● **EXERCISE**
Rewrite every one of the lines below as a JSON list of strings, one string per line, omitting blank lines. Leave the pictures out of your answer.

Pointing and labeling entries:
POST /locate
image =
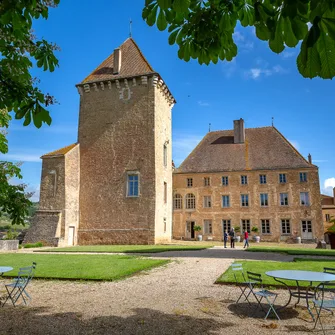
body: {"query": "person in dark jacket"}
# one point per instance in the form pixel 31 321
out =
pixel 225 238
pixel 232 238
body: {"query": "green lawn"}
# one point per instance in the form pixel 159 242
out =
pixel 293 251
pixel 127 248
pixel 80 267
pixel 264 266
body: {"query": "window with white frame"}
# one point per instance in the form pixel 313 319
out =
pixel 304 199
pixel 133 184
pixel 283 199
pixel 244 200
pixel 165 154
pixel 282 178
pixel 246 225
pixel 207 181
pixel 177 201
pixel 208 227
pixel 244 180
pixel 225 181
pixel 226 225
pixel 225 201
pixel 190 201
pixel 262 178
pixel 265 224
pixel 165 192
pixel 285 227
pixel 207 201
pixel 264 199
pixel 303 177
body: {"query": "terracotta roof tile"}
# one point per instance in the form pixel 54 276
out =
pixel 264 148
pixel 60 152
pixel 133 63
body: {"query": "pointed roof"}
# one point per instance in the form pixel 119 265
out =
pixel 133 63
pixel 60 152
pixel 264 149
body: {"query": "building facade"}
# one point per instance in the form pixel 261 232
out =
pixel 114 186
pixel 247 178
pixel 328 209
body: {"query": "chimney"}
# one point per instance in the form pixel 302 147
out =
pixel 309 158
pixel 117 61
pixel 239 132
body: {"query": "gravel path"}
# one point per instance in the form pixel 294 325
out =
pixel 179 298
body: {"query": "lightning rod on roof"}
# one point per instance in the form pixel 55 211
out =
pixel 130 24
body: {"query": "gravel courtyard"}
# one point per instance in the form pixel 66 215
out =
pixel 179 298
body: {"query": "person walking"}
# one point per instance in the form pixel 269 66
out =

● **FINAL ANSWER**
[
  "POST /locate",
  "image =",
  "body: {\"query\": \"person in dark jacket\"}",
  "# one point per instance in the form pixel 31 321",
  "out =",
  "pixel 225 238",
  "pixel 232 238",
  "body: {\"query\": \"green lawn\"}",
  "# one point per instance in the form pixel 159 242",
  "out =",
  "pixel 293 251",
  "pixel 127 248",
  "pixel 80 267",
  "pixel 264 266",
  "body: {\"query\": \"window with white frame\"}",
  "# one point per instance in the form pixel 313 319",
  "out =",
  "pixel 304 199",
  "pixel 133 184",
  "pixel 283 199",
  "pixel 244 200",
  "pixel 165 154",
  "pixel 282 178",
  "pixel 246 225",
  "pixel 207 181",
  "pixel 177 201",
  "pixel 208 227",
  "pixel 244 180",
  "pixel 225 181",
  "pixel 226 225",
  "pixel 225 201",
  "pixel 190 201",
  "pixel 262 178",
  "pixel 265 224",
  "pixel 165 192",
  "pixel 285 227",
  "pixel 207 201",
  "pixel 264 199",
  "pixel 303 177",
  "body: {\"query\": \"terracotta roof tile\"}",
  "# one point per instance in the form pixel 54 276",
  "out =",
  "pixel 264 148",
  "pixel 60 152",
  "pixel 133 63",
  "body: {\"query\": \"pointed roof\"}",
  "# one point per instance in the form pixel 119 265",
  "out =",
  "pixel 133 63",
  "pixel 60 152",
  "pixel 264 149",
  "body: {\"query\": \"building facade\"}",
  "# one point per instance in the form pixel 261 232",
  "out =",
  "pixel 114 186",
  "pixel 247 178",
  "pixel 328 209",
  "body: {\"query\": \"chimney\"}",
  "# one point per instance in the form pixel 302 147",
  "out =",
  "pixel 309 158",
  "pixel 117 61",
  "pixel 239 132",
  "body: {\"query\": \"gravel path\"}",
  "# one point per instance in the form pixel 294 325",
  "out =",
  "pixel 179 298",
  "body: {\"query\": \"lightning rod on roof\"}",
  "# one point per instance in the form pixel 55 211",
  "out =",
  "pixel 130 24",
  "body: {\"query\": \"gravel courtyard\"}",
  "# one point per instance in the form pixel 66 215",
  "out =",
  "pixel 179 298",
  "body: {\"query\": \"person walking\"}",
  "# one point per instance in the form pixel 269 66",
  "out ="
]